Return an exact copy of the entries, skipping any picture you find.

┄┄┄┄┄┄┄┄┄┄

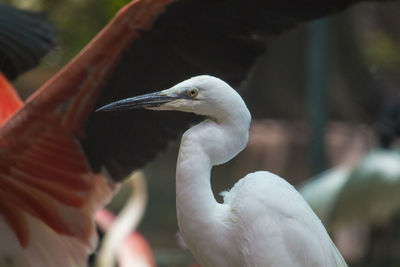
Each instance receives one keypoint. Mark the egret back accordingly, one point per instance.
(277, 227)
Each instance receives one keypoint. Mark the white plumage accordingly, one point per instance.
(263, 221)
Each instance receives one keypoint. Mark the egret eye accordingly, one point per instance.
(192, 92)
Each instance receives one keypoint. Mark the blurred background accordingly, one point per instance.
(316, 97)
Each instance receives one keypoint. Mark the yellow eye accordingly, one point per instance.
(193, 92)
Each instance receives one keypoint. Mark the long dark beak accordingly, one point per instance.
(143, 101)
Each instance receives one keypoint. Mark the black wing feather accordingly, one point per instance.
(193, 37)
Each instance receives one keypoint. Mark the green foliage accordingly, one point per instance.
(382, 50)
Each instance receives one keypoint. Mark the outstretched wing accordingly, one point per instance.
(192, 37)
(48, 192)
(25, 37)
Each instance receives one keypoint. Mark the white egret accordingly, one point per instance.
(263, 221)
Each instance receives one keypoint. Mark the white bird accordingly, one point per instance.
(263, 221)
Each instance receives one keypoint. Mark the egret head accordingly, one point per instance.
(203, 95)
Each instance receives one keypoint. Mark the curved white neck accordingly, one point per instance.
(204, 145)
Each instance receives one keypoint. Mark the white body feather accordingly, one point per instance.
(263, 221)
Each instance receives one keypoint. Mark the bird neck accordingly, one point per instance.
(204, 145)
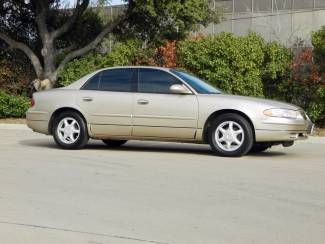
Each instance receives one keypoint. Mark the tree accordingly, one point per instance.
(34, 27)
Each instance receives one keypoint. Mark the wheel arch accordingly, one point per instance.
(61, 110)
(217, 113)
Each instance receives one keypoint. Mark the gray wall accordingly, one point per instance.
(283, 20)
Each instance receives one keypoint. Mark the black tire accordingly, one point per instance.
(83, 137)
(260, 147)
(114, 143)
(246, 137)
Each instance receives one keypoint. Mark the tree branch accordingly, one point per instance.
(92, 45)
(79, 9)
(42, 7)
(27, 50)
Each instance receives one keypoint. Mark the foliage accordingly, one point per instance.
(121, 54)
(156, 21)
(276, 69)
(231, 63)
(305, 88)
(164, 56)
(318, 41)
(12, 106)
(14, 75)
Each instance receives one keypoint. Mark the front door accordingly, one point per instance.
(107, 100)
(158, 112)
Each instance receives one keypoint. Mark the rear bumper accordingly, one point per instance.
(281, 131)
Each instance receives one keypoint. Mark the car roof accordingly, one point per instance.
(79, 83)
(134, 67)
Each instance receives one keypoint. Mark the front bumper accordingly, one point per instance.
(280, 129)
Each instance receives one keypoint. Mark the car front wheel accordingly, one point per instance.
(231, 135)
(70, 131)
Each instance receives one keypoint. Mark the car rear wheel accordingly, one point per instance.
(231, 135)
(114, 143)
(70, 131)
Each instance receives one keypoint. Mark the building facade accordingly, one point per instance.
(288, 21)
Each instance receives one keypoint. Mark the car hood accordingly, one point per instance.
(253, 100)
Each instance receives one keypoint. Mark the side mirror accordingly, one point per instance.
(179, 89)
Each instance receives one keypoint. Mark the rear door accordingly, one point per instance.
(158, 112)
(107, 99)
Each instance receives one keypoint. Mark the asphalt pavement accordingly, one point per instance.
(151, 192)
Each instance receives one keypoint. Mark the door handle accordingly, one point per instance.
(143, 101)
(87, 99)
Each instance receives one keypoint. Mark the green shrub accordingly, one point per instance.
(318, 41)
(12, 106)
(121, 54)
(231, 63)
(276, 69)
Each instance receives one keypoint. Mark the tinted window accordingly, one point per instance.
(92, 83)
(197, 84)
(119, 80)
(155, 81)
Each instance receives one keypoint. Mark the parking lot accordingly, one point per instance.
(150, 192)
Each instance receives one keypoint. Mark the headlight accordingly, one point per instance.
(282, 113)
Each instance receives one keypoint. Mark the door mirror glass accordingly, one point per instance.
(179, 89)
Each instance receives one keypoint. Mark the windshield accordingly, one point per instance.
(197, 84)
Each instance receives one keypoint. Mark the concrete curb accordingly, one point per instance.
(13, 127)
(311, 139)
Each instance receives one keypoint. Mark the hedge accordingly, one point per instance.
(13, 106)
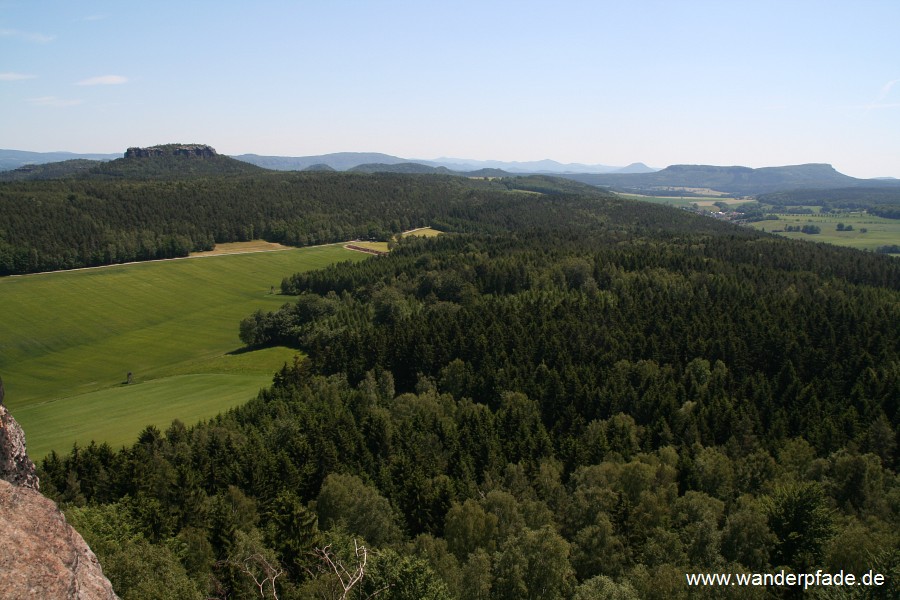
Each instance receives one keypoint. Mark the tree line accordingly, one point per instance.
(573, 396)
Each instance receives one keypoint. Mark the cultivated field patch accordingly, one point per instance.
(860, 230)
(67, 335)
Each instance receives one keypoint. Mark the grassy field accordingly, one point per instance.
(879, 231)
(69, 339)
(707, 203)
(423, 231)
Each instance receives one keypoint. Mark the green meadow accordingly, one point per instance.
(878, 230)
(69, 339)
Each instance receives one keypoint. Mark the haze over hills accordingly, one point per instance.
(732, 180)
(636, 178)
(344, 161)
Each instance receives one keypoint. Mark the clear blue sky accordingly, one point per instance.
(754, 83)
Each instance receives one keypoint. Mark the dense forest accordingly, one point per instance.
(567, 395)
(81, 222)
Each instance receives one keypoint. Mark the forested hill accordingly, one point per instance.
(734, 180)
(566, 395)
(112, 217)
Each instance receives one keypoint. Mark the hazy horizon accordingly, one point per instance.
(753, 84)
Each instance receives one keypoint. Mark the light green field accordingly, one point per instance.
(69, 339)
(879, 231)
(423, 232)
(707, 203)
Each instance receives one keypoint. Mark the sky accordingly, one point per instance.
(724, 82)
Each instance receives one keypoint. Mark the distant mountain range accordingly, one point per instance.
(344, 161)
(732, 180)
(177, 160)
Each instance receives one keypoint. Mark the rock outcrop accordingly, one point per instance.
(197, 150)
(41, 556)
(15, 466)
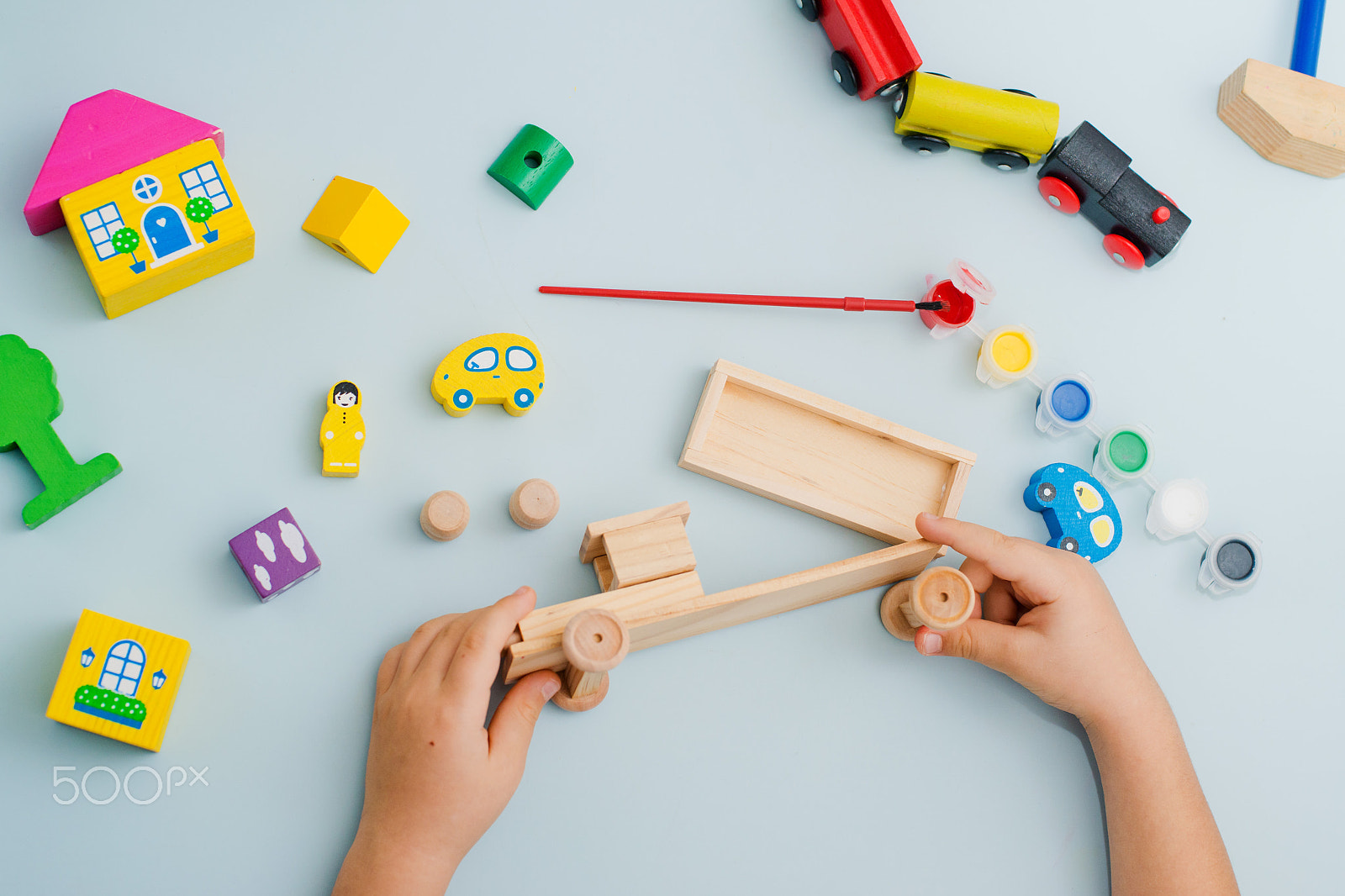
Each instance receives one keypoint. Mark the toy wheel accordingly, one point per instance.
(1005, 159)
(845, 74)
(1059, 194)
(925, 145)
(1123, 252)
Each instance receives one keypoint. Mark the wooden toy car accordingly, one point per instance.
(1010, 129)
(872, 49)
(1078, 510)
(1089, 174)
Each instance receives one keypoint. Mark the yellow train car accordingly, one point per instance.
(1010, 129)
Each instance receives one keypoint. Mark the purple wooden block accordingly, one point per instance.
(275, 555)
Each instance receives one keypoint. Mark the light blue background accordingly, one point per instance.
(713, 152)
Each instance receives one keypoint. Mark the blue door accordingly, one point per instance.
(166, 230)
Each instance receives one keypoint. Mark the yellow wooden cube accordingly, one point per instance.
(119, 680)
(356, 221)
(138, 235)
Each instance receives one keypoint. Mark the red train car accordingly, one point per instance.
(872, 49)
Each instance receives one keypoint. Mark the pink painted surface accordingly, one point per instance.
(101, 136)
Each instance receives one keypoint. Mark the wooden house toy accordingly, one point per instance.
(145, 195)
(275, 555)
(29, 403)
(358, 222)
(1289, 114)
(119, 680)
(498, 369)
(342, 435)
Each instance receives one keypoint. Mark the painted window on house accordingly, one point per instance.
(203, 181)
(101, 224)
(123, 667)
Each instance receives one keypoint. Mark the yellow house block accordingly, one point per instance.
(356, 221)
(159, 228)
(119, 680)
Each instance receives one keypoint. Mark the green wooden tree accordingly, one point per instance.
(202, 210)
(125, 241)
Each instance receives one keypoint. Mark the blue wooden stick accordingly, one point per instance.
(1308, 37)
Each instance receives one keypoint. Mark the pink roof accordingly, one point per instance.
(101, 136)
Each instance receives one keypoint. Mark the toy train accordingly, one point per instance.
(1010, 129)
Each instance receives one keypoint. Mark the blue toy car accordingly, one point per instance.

┄┄┄┄┄┄┄┄┄┄

• _Exercise result_:
Each instance receives one keypoint. Mark the egret back accordingly, one point per instance.
(277, 227)
Each instance receives one keypoint. Mark the white plumage accordingly, one point per instance.
(263, 221)
Each instance receives one keypoint. Mark the egret eye accordingly, one point per instance.
(192, 92)
Each instance receives one keypoint. Mark the blurred background accordingly, one point per instance.
(316, 97)
Each instance receives one keypoint. Mark the yellow eye accordingly, one point per instance.
(193, 92)
Each instance receives one keypoint. Mark the long dark beak accordingly, one point per instance.
(143, 101)
Each instance receives one keypoint. Mark the black wing feather accordingly, one point per instance.
(193, 37)
Each instance receives one keypoint. Mark the green foliage accordingly, one point per instance.
(382, 50)
Each instance receives one keypoint. Mark the outstretched wing accordingly, one point per instance.
(192, 37)
(48, 192)
(25, 37)
Each instance receives one keypoint. Mark the white egret accordingly, one point per instance.
(263, 221)
Each instance receives one keypoint. Mark the white bird accordingly, one point per instance.
(263, 221)
Each instance receives one keypoint. Mark the egret head accordingly, one point per instance.
(203, 95)
Each instance receives one keypoint. Mark the curved white neck accordingly, one point per instance.
(204, 145)
Each instance receives one keypoint. Mark the white body feather accordingly, one point per instance.
(263, 221)
Each instance receives one keypoint. Mark the bird neck accordingly, one point per instance.
(204, 145)
Each instance receives one keypoint. Mark the tree accordingly, one point per instance.
(34, 27)
Each instance receives one keypoint. Mark the wheel arch accordingly, one point per instance.
(61, 110)
(217, 113)
Each instance receives one keypoint. Mark the gray wall accordingly, one point per instance.
(283, 20)
Each instance receives one keypoint. Mark the black tire accordingly, one point per instance.
(83, 137)
(260, 147)
(114, 143)
(246, 137)
Each instance receives one keypoint. Mark the tree branch accordingly, one point per instance.
(92, 45)
(79, 9)
(42, 7)
(27, 50)
Each instance receives one keypoint. Mark the foliage accordingly, one point per instance.
(121, 54)
(156, 21)
(276, 69)
(231, 63)
(305, 88)
(164, 56)
(318, 41)
(12, 106)
(14, 75)
Each instance receives one keypoint. Mark the front door accordingly, one point per instance.
(107, 100)
(158, 112)
Each instance receives one keypoint. Mark the rear bumper accordingly, one point per instance.
(281, 131)
Each instance receives one keypoint. Mark the car roof accordingly, one point per instance.
(79, 83)
(134, 67)
Each instance receives one keypoint. Mark the front bumper accordingly, one point per instance.
(280, 129)
Each instance receives one keypoint. Mark the car front wheel accordingly, one point per instance.
(231, 135)
(70, 131)
Each instance receives one keypoint. Mark the car rear wheel accordingly, one point per instance.
(231, 135)
(114, 143)
(70, 131)
Each instance receives one keypoint. Mark the building facade accordingly, one point per instance.
(288, 21)
Each instance receives one keypoint. Mark the car hood accordingly, one point per instance.
(253, 100)
Each instance receives one keypoint. Mark the side mirror accordingly, one point per instance.
(179, 89)
Each instance receives one keypoint. Mark the rear door accordingly, one point per instance.
(158, 112)
(107, 99)
Each instance receives one keypoint. Mark the asphalt pavement accordingly, one point per instance.
(151, 192)
Each instance receives one keypoint. Mark the door handle accordingly, one point per instance.
(143, 101)
(87, 99)
Each instance receives one keypoint. Mark the green shrub accordingly, one point per instance.
(318, 41)
(12, 106)
(121, 54)
(231, 63)
(276, 69)
Each instance receives one keypoint. Mark the tinted window accordingly, one point per instance.
(92, 83)
(197, 84)
(119, 80)
(155, 81)
Each instance receives one keypoint. Mark the parking lot accordingly, one point per instance.
(150, 192)
Each instance receives one keypoint. Mark the headlight accordingly, one point per instance.
(282, 113)
Each instance receives one keypoint. Mark the door mirror glass accordingly, one point per instance.
(179, 89)
Each instance receives one keypoint. Mark the windshield accordingly, one point per instance.
(197, 84)
Each instance receives one keypoint. Mark the concrete curb accordingly, one point per instance.
(13, 127)
(311, 139)
Each instance receives one keypoint. Mark the hedge accordingly, one point per instance.
(13, 106)
Each instance receives one keypoint. Mark the tree line accordingly, one point per instance.
(573, 396)
Each instance receives one keypoint. Mark the cultivated field patch accordingly, one point per instance.
(860, 230)
(67, 335)
Each instance receives one keypoint. Mark the grassy field accordingly, one point per instance.
(879, 231)
(69, 339)
(707, 203)
(423, 231)
Each instance receives one keypoint. Mark the green meadow accordingly, one point per instance.
(878, 230)
(69, 339)
Each instance receives one keypoint. Mark the haze over hills accordingly, one point per instance.
(732, 180)
(636, 178)
(344, 161)
Each instance receives one keypoint. Mark the clear blue sky accordingly, one point per instance.
(754, 83)
Each instance receives one keypoint. Mark the dense forest accordingly, one point per instance.
(567, 395)
(81, 222)
Each instance receives one keypoint. Mark the forested hill accordingly, one point per instance.
(734, 180)
(566, 395)
(112, 217)
Each instance receives one keypoint. Mark the hazy horizon accordingly, one point per instance.
(753, 84)
Each instance receives one keypoint. Mark the light green field accordingly, one point per instance.
(69, 339)
(879, 231)
(423, 232)
(707, 203)
Each instance receives one keypoint. Mark the sky accordingly, one point per instance.
(724, 82)
Each instance receives one keypoint. Mark the distant mountain range accordingly, one point per instance.
(344, 161)
(732, 180)
(177, 160)
Each instance receives one keypoint. Mark the rock outcrop accordingly, one point per instance.
(197, 150)
(41, 556)
(15, 466)
Each instance receives one keypoint. Mark the toy wheel accordingly, one point per instance.
(1005, 159)
(845, 74)
(1059, 194)
(925, 145)
(1123, 252)
Each instance receives one keypoint. Mark the wooden toy car accordingly, one point per instance.
(1010, 129)
(872, 49)
(1078, 510)
(1089, 174)
Each instance receives one keypoint. Mark the yellow train car accordingly, one point per instance.
(1010, 129)
Each instance receives one keypoint. Mark the purple wooden block accordingly, one point per instance.
(275, 555)
Each instance receives one keypoint. Mark the light blue background accordingly, one point per instance.
(713, 152)
Each instance receives one keypoint. Mark the blue door accordingly, one point per instance.
(166, 230)
Each instance receives one keypoint. Mark the yellow wooden cube accordingly, one point per instance.
(119, 680)
(356, 221)
(138, 235)
Each instance receives one keypoint. Mark the red train car accordingly, one point per instance.
(872, 49)
Each instance receives one keypoint. Mark the pink painted surface accordingly, one point per instance.
(101, 136)
Each instance receives one keypoint. Mark the wooden house toy accordingly, one point per instance.
(145, 195)
(275, 555)
(29, 403)
(358, 222)
(1289, 114)
(119, 680)
(498, 369)
(342, 435)
Each instance receives one keypoint. Mark the painted window on house accordingly, one point per instance.
(203, 181)
(101, 224)
(123, 667)
Each instance receives one keypoint. Mark the yellow house block accordingly, one point per instance.
(356, 221)
(159, 228)
(119, 680)
Each instance receives one keypoint. Mark the green wooden tree accordingly, one point per instance.
(202, 210)
(125, 241)
Each instance receives one keypoint. Mark the blue wooden stick accordingly, one point per instance.
(1308, 37)
Each instance receives one keypoint. Mark the pink roof accordingly, one point per instance.
(101, 136)
Each instance receives one keypoint. Mark the toy train accordingly, one point per instance.
(1010, 129)
Each instance receives one keypoint. Mark the blue toy car accordingly, one point per instance.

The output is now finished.